Data extracted from a collection:
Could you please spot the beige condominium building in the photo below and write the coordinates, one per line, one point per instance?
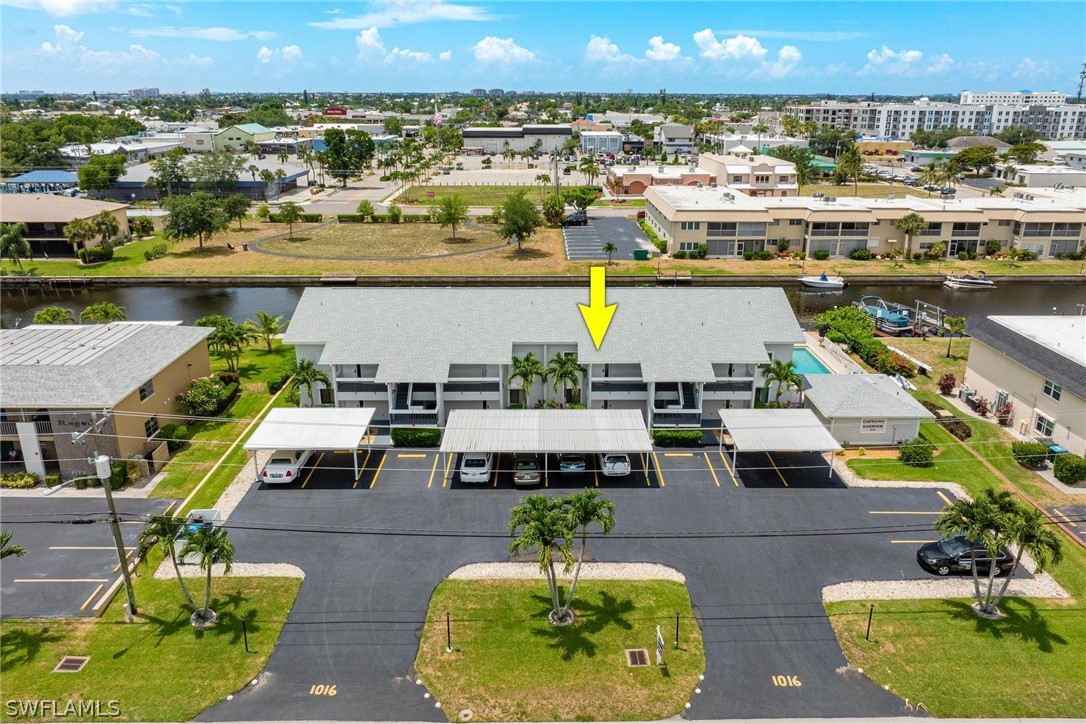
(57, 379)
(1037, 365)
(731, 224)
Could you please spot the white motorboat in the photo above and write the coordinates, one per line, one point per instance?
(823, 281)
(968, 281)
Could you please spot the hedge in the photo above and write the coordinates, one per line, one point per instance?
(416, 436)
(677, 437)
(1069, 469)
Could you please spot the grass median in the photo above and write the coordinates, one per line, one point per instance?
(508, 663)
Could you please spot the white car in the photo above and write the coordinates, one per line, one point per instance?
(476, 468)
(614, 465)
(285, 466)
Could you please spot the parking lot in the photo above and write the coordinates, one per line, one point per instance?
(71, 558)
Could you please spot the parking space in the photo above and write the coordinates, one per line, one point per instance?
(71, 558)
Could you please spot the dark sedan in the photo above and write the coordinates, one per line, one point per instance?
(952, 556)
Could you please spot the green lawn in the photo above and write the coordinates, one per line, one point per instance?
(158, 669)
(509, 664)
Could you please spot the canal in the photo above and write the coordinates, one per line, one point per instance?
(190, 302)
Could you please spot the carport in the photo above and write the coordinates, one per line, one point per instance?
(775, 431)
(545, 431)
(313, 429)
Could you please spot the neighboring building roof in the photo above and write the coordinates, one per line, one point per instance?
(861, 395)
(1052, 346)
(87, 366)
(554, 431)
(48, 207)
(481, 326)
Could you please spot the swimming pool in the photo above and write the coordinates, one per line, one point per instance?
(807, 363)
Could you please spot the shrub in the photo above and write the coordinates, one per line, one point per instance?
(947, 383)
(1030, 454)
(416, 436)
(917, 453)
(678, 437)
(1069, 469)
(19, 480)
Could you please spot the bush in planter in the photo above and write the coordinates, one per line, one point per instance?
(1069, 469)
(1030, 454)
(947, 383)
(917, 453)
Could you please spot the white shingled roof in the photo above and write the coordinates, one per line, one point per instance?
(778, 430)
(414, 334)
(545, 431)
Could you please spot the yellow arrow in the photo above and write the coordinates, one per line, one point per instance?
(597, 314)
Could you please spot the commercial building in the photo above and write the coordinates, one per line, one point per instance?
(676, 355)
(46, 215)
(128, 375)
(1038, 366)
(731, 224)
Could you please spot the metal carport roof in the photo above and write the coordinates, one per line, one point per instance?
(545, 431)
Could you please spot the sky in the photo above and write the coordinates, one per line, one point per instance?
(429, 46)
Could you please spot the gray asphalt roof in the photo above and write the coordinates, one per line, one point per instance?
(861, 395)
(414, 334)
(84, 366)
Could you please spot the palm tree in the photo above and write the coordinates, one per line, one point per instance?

GOAL OF THE EXERCISE - Copy every entry word for word, but omit the pictures.

RESULT OF THE TASK -
Could you please spot the beige condominium building in the photo below and write the coordinates, one per line, one point per instance?
(57, 379)
(1037, 365)
(731, 224)
Could you please spot the white motorboat in the photo above and write the coordinates, one per line, one point per instance?
(823, 281)
(968, 281)
Could you please spot the hedge in the photo above and write the coordinates, one per line, one point per instance?
(416, 436)
(677, 437)
(1069, 469)
Could you please spot the grass median in the photo above and write the coordinates, one per line, one point per instance?
(508, 663)
Could you please spot the white car in the photo above and write the coordinates, one per line, one point per instance?
(476, 468)
(614, 465)
(285, 466)
Could you please spot the parking lot in the photo above and write the coordinates, one per line, one point per instance?
(71, 558)
Could you please spot the parking space in the photo above and write the coordinates, one per line, one point per instance?
(71, 558)
Could you please spot the dark sedan in the photo above and write the coordinates, one per line, one point per instance?
(952, 556)
Could you please spot the green lawn in the photo above and write the coordinates, one per line, one point per instance?
(158, 669)
(509, 664)
Could you please spot the canal in the photo above and write the coordinates, one per line, one point per instance?
(190, 302)
Could you please spot the carport in the photo above and write the coordinates, one per line, one point per instance?
(775, 431)
(545, 431)
(313, 429)
Could you please spot the neighboring building roof in the photo above and write the coordinates, one per line, one point per instance?
(861, 395)
(1052, 346)
(87, 366)
(554, 431)
(48, 207)
(481, 326)
Could you please spot the swimming pool in the photo above and write the coordinates, one per line, one point per instance?
(807, 363)
Could you please spot the shrub in the photo above and write the coordinates, one per line, one point per instance?
(947, 383)
(1030, 454)
(416, 436)
(917, 453)
(678, 437)
(1069, 469)
(19, 480)
Could you please spot the bush in planter in the photo above and write the coordinates, one per line, one point per instance?
(1069, 469)
(1030, 454)
(947, 383)
(917, 453)
Could you please spot the white shingled roof in the photo above and write the coordinates, one per line, one point per instance?
(778, 430)
(414, 334)
(545, 431)
Could you please spot the yellow arrow in the photo above and write the coordinates, one per line, one point per instance?
(597, 314)
Could you please spot the commercial building in the photo above and write the coordinates, one per line, one point per instance?
(676, 355)
(46, 215)
(128, 375)
(1038, 366)
(731, 224)
Could you please spot the metal carport roof in the photo above and write the coordinates, one per line, one point per instance?
(545, 431)
Could you please spot the sky in the photo above and write the coordinates, one per line, one point per instance?
(429, 46)
Could you please spot the gray asphalt roof in the photo above and write the coordinates, one per line, one point per instance?
(861, 395)
(414, 334)
(84, 366)
Could you please spot the palm tree in the photo above and write the coordinates, one per line, one point per instance?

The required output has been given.